> What to do: Nothing may be changed. Give the entries below again exactly.
====== Data ======
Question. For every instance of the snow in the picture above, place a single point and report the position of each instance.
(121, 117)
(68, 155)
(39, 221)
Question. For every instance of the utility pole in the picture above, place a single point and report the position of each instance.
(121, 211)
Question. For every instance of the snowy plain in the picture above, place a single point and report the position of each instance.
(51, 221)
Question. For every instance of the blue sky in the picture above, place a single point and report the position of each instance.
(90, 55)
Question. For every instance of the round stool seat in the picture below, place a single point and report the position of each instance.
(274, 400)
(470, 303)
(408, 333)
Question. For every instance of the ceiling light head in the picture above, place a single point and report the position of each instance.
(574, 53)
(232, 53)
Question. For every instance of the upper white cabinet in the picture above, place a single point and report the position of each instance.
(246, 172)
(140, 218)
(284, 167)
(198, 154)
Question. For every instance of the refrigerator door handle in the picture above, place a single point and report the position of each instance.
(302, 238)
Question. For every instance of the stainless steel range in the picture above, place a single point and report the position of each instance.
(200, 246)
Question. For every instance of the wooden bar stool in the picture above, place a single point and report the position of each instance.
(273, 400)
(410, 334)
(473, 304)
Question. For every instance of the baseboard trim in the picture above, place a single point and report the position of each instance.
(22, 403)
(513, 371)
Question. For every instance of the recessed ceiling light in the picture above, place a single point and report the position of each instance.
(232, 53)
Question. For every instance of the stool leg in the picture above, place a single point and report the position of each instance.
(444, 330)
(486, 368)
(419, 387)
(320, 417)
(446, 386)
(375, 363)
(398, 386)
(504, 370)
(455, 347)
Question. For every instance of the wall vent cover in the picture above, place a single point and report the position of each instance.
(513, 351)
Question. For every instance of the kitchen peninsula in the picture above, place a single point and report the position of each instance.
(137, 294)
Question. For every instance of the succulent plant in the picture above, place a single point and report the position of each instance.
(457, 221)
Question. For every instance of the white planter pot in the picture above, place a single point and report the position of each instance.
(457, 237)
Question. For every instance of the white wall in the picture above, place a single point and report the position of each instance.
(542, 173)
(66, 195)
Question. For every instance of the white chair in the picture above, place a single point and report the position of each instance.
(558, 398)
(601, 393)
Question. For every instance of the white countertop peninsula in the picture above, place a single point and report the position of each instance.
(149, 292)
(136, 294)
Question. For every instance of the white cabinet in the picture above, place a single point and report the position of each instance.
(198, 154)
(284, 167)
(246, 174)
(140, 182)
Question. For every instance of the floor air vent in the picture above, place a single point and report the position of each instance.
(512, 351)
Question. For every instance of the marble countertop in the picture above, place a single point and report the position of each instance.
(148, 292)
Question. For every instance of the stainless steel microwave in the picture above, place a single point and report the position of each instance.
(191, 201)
======
> Written response:
Question. For every instance of the snow in the picture above, place a single point and report the position of each instance.
(121, 117)
(68, 155)
(39, 221)
Question. For every instance of the utility pole in the picture above, place a single point and report the position of each instance.
(121, 211)
Question. For every instance of the snowy plain in the picture above, place a single point and report the position of each instance.
(51, 221)
Question. For every instance of the blue sky in the picture above, place a single point and report the position of each instance.
(90, 55)
Question. For every instance of the round stool seat in the picture below, place a single point and report the position of each instance.
(274, 400)
(470, 303)
(408, 333)
Question. For every instance of the ceiling light head in the picture above, place a single point and report the position of each instance.
(574, 53)
(232, 53)
Question. For every instance of the upper white cabinet in the picture above, place a single point and report the position of each instance.
(246, 172)
(140, 218)
(284, 167)
(198, 154)
Question. For every instance of the refrigerator door handle in the picture above, place a single point and report the position of each instance.
(302, 238)
Question. For every instance of the stainless steel range in the picture above, place a single point and report the position of each instance.
(200, 246)
Question. For every instance of the wooden bar stool in the picture above, place a single point and report the position of each instance.
(273, 400)
(410, 334)
(473, 304)
Question. For every instance of the baseboard trim in the picture above, place a single point and report the position of each instance.
(22, 403)
(513, 371)
Question. For every instance of the recessed ceiling light in the picture above, place a single point and report the position of each instance.
(232, 53)
Question. For every instance of the stool leg in the picture above, place a single point and report the position of each instance.
(444, 330)
(486, 368)
(419, 387)
(320, 417)
(446, 386)
(375, 363)
(398, 386)
(504, 370)
(455, 347)
Question. For every instance of the wall vent cover in the picture above, place a single point and report the position of each instance.
(513, 351)
Question. For every instance of the kitchen peninsula in the picture above, place a single point and report the position of each instance.
(137, 294)
Question. For every instance of the succulent plant in the picture above, place a single point and report the position of each instance.
(457, 221)
Question. For every instance of the white planter pot in the picture above, place a single point and report the position of each instance.
(457, 237)
Question. For every instance of the white wall in the picture above, place a single point and report the position of each instance.
(542, 173)
(66, 195)
Question. For every instance of the white chair in the picture above, place a single point and report the position of each instance.
(558, 398)
(601, 393)
Question. For every instance of the white countertop peninsula in the picture above, place a single point and report the position of each instance.
(149, 292)
(136, 294)
Question. For every instance of the white cabinet in the picture above, place a single point and report the position of each instance.
(198, 154)
(284, 167)
(246, 174)
(140, 182)
Question. For every instance of the floor air vent in the picture above, place a single point and report the position of each instance.
(512, 351)
Question. For every instance of the marble countertop in the picture above, place a single point and report the position of each instance.
(148, 292)
Question. For every instance of the stainless steel microwave in the picture above, place a single point and report the position of each instance.
(191, 201)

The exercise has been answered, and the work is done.